[What to do] Please copy all of the data that follows exactly, leaving any pictures out.

Records provided below:

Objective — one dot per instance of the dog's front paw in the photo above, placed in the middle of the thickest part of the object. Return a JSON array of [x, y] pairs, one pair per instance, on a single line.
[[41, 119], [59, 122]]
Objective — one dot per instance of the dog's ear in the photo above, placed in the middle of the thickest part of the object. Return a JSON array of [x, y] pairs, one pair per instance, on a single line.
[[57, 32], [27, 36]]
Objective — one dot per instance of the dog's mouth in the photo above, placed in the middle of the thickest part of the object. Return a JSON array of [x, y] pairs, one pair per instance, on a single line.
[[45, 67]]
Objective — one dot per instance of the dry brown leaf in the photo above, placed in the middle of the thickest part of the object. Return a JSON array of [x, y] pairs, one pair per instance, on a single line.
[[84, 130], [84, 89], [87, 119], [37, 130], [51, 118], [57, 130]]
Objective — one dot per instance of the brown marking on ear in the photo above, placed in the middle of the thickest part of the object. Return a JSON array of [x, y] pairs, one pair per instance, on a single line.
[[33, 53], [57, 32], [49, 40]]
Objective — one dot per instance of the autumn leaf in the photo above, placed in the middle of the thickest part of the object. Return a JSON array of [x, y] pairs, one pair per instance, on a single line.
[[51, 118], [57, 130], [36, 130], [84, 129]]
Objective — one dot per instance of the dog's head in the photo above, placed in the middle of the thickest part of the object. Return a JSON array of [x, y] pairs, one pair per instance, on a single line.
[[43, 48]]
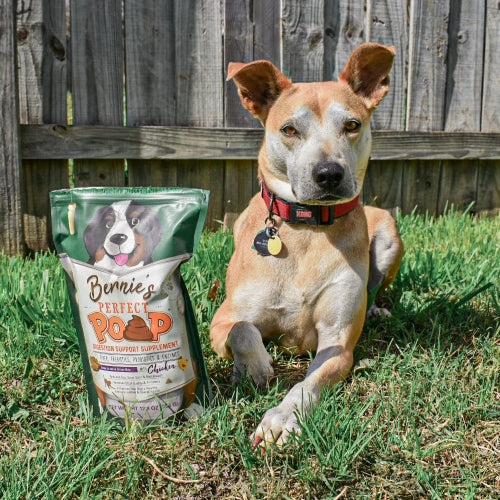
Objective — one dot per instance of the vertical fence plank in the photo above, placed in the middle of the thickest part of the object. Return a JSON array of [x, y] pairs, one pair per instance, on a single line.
[[303, 40], [200, 84], [97, 80], [458, 185], [238, 46], [41, 27], [488, 189], [150, 81], [386, 23], [251, 32], [344, 30], [428, 46], [11, 235]]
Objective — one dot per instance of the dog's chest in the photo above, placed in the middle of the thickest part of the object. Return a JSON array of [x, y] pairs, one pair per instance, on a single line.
[[281, 295]]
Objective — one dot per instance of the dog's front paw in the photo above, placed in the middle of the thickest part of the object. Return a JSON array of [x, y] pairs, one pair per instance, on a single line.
[[258, 366], [375, 311], [276, 427], [249, 353]]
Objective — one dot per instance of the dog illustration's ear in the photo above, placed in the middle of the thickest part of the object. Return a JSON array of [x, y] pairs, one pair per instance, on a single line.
[[259, 85], [367, 72]]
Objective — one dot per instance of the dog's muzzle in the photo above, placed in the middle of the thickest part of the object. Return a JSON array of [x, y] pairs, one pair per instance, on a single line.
[[328, 175]]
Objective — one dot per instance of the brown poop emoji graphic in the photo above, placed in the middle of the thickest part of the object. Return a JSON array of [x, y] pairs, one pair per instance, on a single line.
[[137, 329]]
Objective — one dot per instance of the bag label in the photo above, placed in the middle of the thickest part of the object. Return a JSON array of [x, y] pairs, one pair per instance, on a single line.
[[136, 336]]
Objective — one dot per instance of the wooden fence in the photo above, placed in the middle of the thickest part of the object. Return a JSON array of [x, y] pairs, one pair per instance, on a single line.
[[133, 93]]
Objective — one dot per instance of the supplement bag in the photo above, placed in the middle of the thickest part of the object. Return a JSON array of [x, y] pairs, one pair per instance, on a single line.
[[122, 249]]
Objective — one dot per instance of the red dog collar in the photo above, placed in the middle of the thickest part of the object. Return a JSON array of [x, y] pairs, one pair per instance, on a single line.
[[313, 215]]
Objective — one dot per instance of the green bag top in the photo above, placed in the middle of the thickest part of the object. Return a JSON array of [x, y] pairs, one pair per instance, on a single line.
[[174, 212]]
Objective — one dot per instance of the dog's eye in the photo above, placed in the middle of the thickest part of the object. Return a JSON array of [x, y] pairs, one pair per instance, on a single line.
[[289, 131], [352, 125]]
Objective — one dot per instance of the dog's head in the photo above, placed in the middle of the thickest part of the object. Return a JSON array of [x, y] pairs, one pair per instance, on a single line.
[[317, 135], [122, 235]]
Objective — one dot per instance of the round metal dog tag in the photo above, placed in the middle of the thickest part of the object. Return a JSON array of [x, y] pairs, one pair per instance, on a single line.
[[274, 245], [261, 242]]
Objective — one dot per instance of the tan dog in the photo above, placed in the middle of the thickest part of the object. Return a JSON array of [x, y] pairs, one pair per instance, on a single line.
[[304, 281]]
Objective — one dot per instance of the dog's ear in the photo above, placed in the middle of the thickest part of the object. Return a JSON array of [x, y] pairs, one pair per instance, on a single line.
[[259, 85], [367, 72]]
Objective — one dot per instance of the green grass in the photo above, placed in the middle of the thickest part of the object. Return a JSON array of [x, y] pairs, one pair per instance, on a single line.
[[421, 419]]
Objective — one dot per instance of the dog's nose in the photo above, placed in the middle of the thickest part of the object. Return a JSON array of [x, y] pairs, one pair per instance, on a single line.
[[328, 174], [118, 238]]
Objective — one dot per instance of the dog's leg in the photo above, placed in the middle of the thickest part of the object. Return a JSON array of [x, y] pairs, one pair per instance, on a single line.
[[386, 252], [242, 342], [337, 338], [249, 354]]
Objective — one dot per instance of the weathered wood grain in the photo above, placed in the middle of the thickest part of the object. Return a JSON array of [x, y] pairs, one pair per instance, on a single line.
[[199, 80], [490, 116], [11, 234], [41, 27], [55, 141], [302, 25], [250, 33], [97, 80], [150, 81], [386, 23], [238, 47], [428, 48], [345, 29], [488, 189], [458, 182]]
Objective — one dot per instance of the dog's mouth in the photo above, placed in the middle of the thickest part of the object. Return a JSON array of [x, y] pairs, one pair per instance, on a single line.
[[122, 259]]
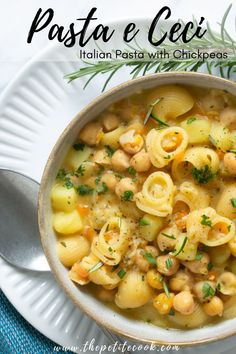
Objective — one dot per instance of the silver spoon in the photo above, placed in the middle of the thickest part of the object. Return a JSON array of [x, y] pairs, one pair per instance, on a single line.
[[19, 233]]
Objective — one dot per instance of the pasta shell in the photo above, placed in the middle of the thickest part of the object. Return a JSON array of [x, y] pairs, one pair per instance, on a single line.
[[164, 145], [156, 197]]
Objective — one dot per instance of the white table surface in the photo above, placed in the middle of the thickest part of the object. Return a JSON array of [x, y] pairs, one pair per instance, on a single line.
[[16, 17]]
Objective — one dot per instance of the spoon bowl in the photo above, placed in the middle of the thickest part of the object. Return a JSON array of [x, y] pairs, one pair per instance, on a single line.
[[19, 233]]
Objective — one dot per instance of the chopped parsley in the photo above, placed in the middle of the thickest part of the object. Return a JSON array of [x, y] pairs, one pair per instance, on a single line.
[[143, 222], [128, 195], [109, 150], [114, 268], [169, 263], [212, 140], [203, 175], [207, 291], [206, 220], [233, 202], [96, 267], [181, 247], [102, 188], [84, 189], [166, 289], [68, 184], [61, 174], [79, 146], [97, 180], [191, 120], [132, 171], [172, 237], [149, 257], [210, 266], [121, 273], [199, 256], [80, 171]]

End of Records provided.

[Result]
Objective — one dot per instance of the dog's front paw in the photo above, placed in the middle of the thickest part of the object. Return a JSON array of [x, y] pairs, one pair per instance, on a single line.
[[41, 119], [59, 122]]
Objective — one dot per instance of the dog's ear in the photo above, placed in the middle of the thickest part of the object. Return a JSON array of [x, y] pairs, one pair per instance, on a single line.
[[57, 32], [27, 36]]
Objective — one dot per instance of the dog's mouth in the photo above, placed in the middle of the thickest part of the object. Return a JSON array of [x, y] pairs, one pair per instance, on a single line.
[[45, 67]]
Objective — one dot per instance of the dry brown leaf in the photo above, placed in the middle of the thickest part of the object. Return a JSON array of [x, y] pairs, one pair per instance, on a single line.
[[84, 130], [84, 89], [87, 119], [37, 130], [51, 118], [57, 130]]
Objective — one dot per instance of the brown marking on ear in the photo above, placed in the middle of the thickest part of the object. Return a JSON array of [x, y] pairs, one pair per instance, on a single line.
[[33, 53], [57, 32], [49, 40]]
Objective — one dot per instance of the autumn leaf in the photo above, placed in the middle of the thickest part of the object. Return a JSON array of [x, y] pairs, one pair per instance, on a single line.
[[51, 118], [57, 130], [36, 130], [84, 129]]
Objective — one dot per instance of the dog's head in the photo above, placed in the middle of the thickest part of the object. Return a JSON array of [x, y] pairs, one pair per instance, on a single line.
[[43, 48]]
Objective — one dot per instance of the vertical fence plank in the photo above, placed in the middle of the thickest part of the object. Return a JSON array of [x, y] pairs, one pair per instance, on a single line.
[[303, 40], [200, 84], [97, 80], [458, 185], [238, 46], [41, 27], [488, 189], [150, 81], [386, 23], [251, 32], [344, 30], [428, 46], [11, 235]]
Objective — one dot per instance of the dog's chest in the photo above, placed in the middle of the thickest part of the object. Return a JSON array of [x, y] pairs, one pair per instance, on a single line.
[[281, 295]]
Objective — one dot per instance of the dog's front paw in the photo above, placed in the middle of the thickest part of the object. Return a JSON array of [x, y] pairs, one pair per instance, on a single line.
[[258, 366], [375, 311], [276, 427], [249, 353]]
Objective — one dot per instance of the dog illustration's ear in the photo above, placed in the middle of the thickest part of the object. Return a JSON array of [x, y] pairs, one pair per instance, on a single line.
[[259, 85], [367, 72]]
Objective — one dot per instance of the dog's muzzle in the photo above, placed in the middle of the thickest part of the object. Return a JSON array of [x, y] pairs, one pair per instance, on a single line.
[[328, 175]]
Objective — one dot per instance of the brown poop emoji graphic in the photo above, placed in the middle of the thickest part of the object. Return a JSON array of [x, y] pairs, one pair per instance, on a single line.
[[137, 329]]
Objective — one dot per instance of the bag label in the photo above, placed in the middle of the thickest part of the object. Return a JSON array of [x, y] pairs, one pair per instance, on a single line.
[[136, 336]]
Objective — one dot per instance of the wooden fence in the photo above, placed in the middle of the thickest part of the object. Return a JSON array of [x, y] pairs, one pair per instance, on a single line.
[[133, 93]]
Objective — one dot per instance of the supplement bag in the photo above, placed in the middle of the thickest part of the object. Return a JSON array of [x, y] pairs, one pair per instance, on a single line.
[[122, 249]]
Objective — one dot per instance of the red dog collar in the photo above, placed in the middle of the thickest part of the object. Return a JSON array of [x, y] pairs, one pair per instance, on a single line.
[[313, 215]]
Objective — one dot per instance of the green bag top in the photo above, placed in the middle of the thickest part of the object. Return a JSON array of [x, y] pairs, one pair per instance, on a single line.
[[174, 212]]
Objective — one dot per instance of the dog's eye in the photo above, placed in the middle of the thickest part of the object. Return a JSON array of [x, y] pairs, one pair per instance, on a single line.
[[289, 131], [352, 125]]
Objective — one dot per instance of the dog's head in the photo above, placed in the middle of the thickest part of the object. Return a JSON array of [x, y] pairs, one pair per instance, on a single line.
[[317, 135], [122, 235]]
Objective — one dot per instance of the round metal dog tag in the photo above, placed in the middle of the thickest part of the object. Return a JSON array of [x, y] pairs, one pair per instance, on a single line.
[[274, 245], [261, 242]]
Objective — one dot per instance of the tan dog in the photo above, placed in the middle of the thickest part of the object. Return a JSON array of [x, y] pairs, one pair per instance, on a single line.
[[304, 281]]
Objective — one dot per instance of the dog's ear in the photo above, placed in the middle of the thickest part of the object. Return a JSON array of [x, y] pairs, one pair per instance, on a single line.
[[259, 85], [367, 72]]
Objective — one dot per instance of the green grass in the photo above, placed in the middle of the thickest part of the object. Return a JSON array of [x, y] pairs, one pair per instance, on a single line.
[[421, 419]]
Objective — one dot per instance of the dog's nose in the photo above, placed in the middle of the thickest part of the object. Return a JSON array of [x, y] pairs, one pair per instance, on a single line.
[[328, 174], [118, 238]]
Objective — one dot per instance of the dog's leg in the photo above, placed in the middle of the thickest part of the object. Return a JSON array of [x, y] pairs, one pair per instance, on a single line.
[[386, 252], [242, 342], [337, 338], [249, 354]]
Objective — one dot per instance of the weathered wood grain in the photo above, placed in the middle of the thickest part of the object. Return a JSON array of [x, y] pairs, one pair per instance, on a single line.
[[199, 80], [490, 116], [11, 234], [41, 27], [55, 141], [302, 25], [250, 33], [97, 80], [150, 81], [386, 23], [238, 47], [428, 48], [345, 29], [488, 189], [458, 182]]
Objective — one dot per instance of the dog's mouth in the photo above, placed in the middle of the thickest part of the object. Return a JSON array of [x, y] pairs, one pair per instance, on a single line.
[[122, 259]]
Objective — one dot per instance of the silver spoon in the photo above, placed in the middle of the thickest part of the object. Return a JSON array of [x, y] pairs, one pair per instance, on a single line.
[[19, 233]]
Objective — one dot per instance of the pasta shell in the photo above, placed in the middle of the thickest part of the object. Return a JSON array of [x, y] pairs, one pair per instance, on a single line.
[[164, 145], [156, 197]]
Objective — one dot per instance of the white table surface in the photo above, placed in the middle of the thickest part of the object. Return a JSON array of [x, y] pairs, one pair per instance, on a single line.
[[16, 17]]
Objective — one dot per instance of the spoon bowl in the photo above, placed in the middle of the thickest part of the object. Return a JSON array of [x, y] pairs, one pair per instance, on a single line.
[[19, 233]]
Objective — one dot per instance of the chopped parsley in the photo above, placed in the middle of the thickest part of the object. Return a JSON array of [x, y] pairs, one pair per instance, on a single line.
[[143, 222], [128, 195], [109, 150], [114, 268], [169, 263], [212, 140], [203, 175], [207, 291], [206, 220], [233, 202], [96, 267], [181, 247], [102, 188], [84, 189], [166, 289], [68, 184], [61, 174], [79, 146], [97, 180], [191, 120], [132, 171], [172, 237], [149, 257], [210, 266], [121, 273], [199, 256], [80, 171]]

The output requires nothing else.